It was probably much cheaper to just gut their consumer engineering team instead. The whole company is focused a lot on medical devices Apple wants no part of, they just want the consumer part.
Though it feels like an oversight to me. In this field, like in telecom modems, patents mean a lot, so I also wonder why didn't Apple seek to buy out the consumer part of Masimo along with their patent portfolio. Maybe they did the math and saw that fighting Masimo later in court over their patents is still cheaper.
Yeah it seems like it was cheaper in the short run but will likely be extremely expensive in the long-run.
- loss of sales of watches
- either battling in court for who knows how long or settling out of court for god knows how much money.
The real move would have been to just.. Grow a team internally. I mean come on, ox sensors? They couldn't have figured that out without poaching a well established med-tech company?
Same reason you don't see too many "Connects to Apple Watch" pieces of gym equipment floating around. Apple doesn't want to get into the gym equipment or medical device manufacturing business.
> Why wouldn't they want to enter the gym space at the least?
We're still waiting for Peloton to be profitable. Since Apple's fitness customers already have Apple hardware, they might as well sell you their own version of the service Peloton provides without occurring the expense of producing Peloton-equivalent hardware.

**Exercise tasks:**
**A.** Reproduce the stretch of the Apple and Masimo discussion from "Yeah it seems" through "at the least?".
**B.** In the Apple and Masimo discussion, what is named as another field where patents mean a lot?
The records after this point are unrelated to the Apple and Masimo discussion.

**Data for review:**

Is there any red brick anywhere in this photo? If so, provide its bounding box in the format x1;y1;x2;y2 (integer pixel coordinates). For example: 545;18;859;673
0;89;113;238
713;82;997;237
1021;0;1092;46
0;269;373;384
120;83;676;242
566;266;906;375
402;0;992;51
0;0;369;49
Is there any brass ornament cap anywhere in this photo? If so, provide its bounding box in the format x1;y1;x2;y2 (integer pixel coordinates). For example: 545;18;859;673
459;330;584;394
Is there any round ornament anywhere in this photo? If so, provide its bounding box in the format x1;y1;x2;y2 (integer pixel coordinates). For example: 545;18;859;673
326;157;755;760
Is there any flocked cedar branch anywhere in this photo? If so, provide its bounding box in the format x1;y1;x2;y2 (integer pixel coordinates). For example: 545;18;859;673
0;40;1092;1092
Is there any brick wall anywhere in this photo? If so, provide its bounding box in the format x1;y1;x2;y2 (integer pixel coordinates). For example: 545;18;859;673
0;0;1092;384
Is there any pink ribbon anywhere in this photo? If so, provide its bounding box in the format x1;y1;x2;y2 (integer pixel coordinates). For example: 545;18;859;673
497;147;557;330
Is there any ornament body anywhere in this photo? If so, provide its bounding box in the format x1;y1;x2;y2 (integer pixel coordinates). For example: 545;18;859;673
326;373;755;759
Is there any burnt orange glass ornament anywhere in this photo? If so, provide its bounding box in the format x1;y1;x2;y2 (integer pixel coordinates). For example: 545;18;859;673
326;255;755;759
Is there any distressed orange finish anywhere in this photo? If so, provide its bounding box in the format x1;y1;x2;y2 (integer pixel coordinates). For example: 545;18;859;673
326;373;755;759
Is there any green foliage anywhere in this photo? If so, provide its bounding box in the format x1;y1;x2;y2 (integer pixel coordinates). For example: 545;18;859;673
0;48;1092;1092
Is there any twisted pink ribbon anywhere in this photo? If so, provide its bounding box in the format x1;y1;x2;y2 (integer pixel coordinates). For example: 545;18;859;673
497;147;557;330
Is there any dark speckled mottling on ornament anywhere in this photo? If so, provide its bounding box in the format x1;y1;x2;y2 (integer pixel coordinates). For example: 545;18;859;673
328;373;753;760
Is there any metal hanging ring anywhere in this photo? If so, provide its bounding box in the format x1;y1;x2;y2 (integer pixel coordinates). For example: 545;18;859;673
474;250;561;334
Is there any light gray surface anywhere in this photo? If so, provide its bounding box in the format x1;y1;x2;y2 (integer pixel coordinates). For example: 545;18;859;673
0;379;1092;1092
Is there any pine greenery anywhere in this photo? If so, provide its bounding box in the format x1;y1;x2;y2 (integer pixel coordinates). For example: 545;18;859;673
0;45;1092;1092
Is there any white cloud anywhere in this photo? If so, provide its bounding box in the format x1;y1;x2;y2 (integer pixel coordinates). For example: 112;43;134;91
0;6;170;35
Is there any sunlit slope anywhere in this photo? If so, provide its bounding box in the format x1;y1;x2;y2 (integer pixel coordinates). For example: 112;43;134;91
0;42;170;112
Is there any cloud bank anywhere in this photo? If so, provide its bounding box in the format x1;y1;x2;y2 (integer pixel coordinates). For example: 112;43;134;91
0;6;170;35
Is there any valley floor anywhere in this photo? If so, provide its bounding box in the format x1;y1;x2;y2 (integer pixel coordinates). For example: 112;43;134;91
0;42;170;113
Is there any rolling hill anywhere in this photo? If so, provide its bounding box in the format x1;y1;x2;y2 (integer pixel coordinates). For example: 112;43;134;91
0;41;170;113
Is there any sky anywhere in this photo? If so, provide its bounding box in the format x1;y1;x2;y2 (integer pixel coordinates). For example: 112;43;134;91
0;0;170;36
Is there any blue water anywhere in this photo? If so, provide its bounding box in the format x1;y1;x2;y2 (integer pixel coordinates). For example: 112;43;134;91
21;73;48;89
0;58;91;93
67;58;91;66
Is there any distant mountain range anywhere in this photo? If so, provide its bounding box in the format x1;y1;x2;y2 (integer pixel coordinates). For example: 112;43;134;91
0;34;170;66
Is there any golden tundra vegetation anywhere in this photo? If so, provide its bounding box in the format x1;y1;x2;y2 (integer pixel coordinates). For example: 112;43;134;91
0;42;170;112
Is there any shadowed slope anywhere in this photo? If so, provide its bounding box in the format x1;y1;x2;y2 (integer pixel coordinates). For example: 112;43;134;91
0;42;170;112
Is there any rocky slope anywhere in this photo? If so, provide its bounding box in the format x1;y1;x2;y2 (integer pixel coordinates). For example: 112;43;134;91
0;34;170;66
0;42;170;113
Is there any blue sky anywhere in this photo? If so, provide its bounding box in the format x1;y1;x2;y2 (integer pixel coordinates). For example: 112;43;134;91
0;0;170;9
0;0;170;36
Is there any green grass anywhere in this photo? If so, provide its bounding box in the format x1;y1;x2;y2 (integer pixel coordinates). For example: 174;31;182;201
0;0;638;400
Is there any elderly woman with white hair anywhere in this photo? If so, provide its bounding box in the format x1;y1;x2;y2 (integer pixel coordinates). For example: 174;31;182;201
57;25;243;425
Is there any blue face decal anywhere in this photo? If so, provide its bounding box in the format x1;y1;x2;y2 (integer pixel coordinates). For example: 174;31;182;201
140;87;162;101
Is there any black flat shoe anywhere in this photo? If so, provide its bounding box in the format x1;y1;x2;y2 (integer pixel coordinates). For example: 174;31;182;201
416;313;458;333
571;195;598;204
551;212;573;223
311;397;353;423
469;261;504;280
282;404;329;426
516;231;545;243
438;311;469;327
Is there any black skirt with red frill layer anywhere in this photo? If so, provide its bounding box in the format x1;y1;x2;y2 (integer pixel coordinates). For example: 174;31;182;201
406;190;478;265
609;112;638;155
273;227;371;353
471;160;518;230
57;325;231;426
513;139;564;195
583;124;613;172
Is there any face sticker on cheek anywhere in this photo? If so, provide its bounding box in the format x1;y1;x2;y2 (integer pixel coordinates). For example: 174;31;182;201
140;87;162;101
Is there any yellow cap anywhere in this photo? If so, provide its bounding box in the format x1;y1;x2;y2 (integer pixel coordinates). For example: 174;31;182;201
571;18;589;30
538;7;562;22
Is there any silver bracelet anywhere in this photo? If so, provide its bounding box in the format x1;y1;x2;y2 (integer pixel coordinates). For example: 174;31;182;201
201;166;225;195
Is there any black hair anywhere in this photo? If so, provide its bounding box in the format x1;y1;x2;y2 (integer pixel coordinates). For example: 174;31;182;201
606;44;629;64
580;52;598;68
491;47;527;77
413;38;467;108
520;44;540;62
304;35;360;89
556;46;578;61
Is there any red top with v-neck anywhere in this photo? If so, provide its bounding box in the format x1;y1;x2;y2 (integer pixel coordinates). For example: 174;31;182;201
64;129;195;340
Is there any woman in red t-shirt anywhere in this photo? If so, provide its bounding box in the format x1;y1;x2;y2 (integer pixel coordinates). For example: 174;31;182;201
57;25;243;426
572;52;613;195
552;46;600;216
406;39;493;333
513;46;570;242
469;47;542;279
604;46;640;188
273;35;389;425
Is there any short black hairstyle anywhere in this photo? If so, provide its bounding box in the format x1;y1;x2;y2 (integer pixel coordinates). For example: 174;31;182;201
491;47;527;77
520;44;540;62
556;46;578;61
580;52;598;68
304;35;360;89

**List of solutions:**
**A.**
Yeah it seems like it was cheaper in the short run but will likely be extremely expensive in the long-run.
- loss of sales of watches
- either battling in court for who knows how long or settling out of court for god knows how much money.
The real move would have been to just.. Grow a team internally. I mean come on, ox sensors? They couldn't have figured that out without poaching a well established med-tech company?
Same reason you don't see too many "Connects to Apple Watch" pieces of gym equipment floating around. Apple doesn't want to get into the gym equipment or medical device manufacturing business.
> Why wouldn't they want to enter the gym space at the least?

**B.** Telecom modems.